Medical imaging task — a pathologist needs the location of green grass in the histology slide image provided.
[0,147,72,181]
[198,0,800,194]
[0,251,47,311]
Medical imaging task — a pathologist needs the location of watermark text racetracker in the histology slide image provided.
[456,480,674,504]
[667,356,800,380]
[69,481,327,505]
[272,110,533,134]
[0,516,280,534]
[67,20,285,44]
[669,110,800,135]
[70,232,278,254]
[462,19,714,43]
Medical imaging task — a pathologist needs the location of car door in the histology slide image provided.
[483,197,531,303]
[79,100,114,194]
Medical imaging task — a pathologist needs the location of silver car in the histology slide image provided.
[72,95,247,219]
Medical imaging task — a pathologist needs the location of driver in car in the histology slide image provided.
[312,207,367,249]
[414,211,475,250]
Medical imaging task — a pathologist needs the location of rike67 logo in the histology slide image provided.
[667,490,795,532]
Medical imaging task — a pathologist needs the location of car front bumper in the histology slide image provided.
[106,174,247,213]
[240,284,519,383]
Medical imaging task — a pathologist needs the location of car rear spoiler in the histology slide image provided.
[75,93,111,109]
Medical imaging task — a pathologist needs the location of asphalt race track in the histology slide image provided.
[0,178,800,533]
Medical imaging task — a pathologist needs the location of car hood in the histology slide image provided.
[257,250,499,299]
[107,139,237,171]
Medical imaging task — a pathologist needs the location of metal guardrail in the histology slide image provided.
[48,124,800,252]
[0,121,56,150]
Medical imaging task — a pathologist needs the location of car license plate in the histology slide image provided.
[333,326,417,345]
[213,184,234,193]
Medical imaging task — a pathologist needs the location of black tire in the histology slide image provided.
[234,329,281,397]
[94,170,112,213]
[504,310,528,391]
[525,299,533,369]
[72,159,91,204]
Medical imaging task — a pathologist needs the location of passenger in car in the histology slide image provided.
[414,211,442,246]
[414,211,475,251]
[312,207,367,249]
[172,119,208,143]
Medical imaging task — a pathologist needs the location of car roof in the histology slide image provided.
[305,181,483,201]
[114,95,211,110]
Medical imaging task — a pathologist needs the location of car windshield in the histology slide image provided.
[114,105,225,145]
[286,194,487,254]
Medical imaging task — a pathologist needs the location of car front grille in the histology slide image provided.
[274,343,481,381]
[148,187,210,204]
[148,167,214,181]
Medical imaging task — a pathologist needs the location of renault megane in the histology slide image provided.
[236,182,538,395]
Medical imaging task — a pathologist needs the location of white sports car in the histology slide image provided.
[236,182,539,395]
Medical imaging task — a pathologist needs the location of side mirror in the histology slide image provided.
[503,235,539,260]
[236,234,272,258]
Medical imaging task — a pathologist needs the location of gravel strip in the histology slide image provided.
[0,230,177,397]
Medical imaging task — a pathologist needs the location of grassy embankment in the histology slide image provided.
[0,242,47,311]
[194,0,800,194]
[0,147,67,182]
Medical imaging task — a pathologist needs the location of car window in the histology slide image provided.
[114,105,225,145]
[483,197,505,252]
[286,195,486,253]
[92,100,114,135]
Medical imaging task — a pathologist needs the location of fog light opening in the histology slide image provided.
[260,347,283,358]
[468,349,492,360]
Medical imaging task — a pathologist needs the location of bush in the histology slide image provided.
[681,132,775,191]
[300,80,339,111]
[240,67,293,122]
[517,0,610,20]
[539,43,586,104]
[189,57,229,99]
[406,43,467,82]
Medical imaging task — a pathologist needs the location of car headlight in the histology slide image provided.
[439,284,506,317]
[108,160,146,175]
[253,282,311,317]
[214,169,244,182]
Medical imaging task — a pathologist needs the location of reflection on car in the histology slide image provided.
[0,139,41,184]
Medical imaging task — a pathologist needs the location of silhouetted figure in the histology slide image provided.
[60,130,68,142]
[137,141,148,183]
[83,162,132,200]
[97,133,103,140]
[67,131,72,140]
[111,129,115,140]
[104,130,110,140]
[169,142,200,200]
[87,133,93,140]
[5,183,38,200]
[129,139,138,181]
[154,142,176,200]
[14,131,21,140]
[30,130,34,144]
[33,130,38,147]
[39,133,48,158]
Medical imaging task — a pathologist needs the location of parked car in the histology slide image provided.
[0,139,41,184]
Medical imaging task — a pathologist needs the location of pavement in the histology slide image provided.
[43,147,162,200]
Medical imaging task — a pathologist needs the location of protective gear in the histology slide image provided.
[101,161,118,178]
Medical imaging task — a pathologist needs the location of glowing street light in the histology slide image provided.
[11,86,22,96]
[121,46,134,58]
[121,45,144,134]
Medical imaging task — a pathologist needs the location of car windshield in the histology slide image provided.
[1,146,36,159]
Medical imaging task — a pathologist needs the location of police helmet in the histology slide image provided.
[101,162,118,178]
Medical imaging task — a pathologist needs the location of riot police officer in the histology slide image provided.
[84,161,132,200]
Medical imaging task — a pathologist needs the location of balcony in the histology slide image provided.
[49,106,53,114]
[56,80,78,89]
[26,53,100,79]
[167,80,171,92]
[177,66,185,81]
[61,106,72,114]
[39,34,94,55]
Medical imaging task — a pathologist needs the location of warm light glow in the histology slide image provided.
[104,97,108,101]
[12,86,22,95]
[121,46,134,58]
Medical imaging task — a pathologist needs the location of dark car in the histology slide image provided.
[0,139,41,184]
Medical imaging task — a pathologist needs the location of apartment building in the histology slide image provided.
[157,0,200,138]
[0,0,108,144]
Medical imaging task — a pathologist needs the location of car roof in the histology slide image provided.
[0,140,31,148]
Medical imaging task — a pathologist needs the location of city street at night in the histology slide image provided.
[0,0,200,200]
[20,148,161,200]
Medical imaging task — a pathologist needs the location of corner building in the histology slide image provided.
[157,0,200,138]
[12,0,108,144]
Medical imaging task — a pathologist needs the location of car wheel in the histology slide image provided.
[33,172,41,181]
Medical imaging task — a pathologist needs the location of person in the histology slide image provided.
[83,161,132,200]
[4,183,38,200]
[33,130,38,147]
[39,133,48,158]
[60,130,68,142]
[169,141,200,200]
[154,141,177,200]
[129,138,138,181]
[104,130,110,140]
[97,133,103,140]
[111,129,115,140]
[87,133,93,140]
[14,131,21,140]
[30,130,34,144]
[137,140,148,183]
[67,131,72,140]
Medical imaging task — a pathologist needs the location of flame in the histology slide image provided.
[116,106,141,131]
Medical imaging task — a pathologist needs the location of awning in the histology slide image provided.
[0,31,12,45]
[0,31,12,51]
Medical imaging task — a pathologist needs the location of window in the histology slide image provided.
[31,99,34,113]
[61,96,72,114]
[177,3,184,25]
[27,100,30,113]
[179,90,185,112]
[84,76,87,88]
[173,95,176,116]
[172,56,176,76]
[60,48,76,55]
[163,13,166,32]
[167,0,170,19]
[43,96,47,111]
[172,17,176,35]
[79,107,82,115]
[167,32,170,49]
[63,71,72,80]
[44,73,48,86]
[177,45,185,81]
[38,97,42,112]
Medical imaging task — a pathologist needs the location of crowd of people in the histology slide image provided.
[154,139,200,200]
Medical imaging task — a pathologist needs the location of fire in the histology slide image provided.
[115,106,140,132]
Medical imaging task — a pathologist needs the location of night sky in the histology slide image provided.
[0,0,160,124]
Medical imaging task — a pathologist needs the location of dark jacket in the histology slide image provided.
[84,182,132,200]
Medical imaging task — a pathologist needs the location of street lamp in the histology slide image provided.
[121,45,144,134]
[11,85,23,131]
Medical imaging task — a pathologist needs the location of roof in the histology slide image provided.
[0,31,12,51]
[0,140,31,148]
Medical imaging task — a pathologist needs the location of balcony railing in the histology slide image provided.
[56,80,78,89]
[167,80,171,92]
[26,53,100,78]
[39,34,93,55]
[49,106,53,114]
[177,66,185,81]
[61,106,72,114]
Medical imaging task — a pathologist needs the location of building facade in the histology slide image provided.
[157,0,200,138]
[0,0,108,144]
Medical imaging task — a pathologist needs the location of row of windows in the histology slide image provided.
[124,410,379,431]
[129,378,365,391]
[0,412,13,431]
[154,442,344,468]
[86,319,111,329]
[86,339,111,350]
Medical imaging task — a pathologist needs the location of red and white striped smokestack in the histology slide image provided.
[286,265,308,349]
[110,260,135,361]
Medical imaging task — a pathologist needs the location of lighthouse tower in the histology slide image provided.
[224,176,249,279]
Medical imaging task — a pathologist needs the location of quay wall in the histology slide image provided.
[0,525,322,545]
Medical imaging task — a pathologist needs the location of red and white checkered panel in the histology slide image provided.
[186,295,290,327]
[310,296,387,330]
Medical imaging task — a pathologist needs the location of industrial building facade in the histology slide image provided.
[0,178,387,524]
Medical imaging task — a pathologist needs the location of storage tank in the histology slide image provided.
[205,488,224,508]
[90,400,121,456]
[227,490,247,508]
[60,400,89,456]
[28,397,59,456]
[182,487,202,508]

**GIVEN PROBLEM:** Copy verbatim the stretch of the listing from the line containing "tank in the histology slide image provided." through the end of the listing, with both ends included.

**EXERCISE ANSWER:**
Medical imaging task — a pathologist needs the location of storage tank in the histology slide image provided.
[205,488,224,508]
[90,400,121,456]
[227,490,247,508]
[60,400,89,456]
[28,397,59,456]
[182,487,202,508]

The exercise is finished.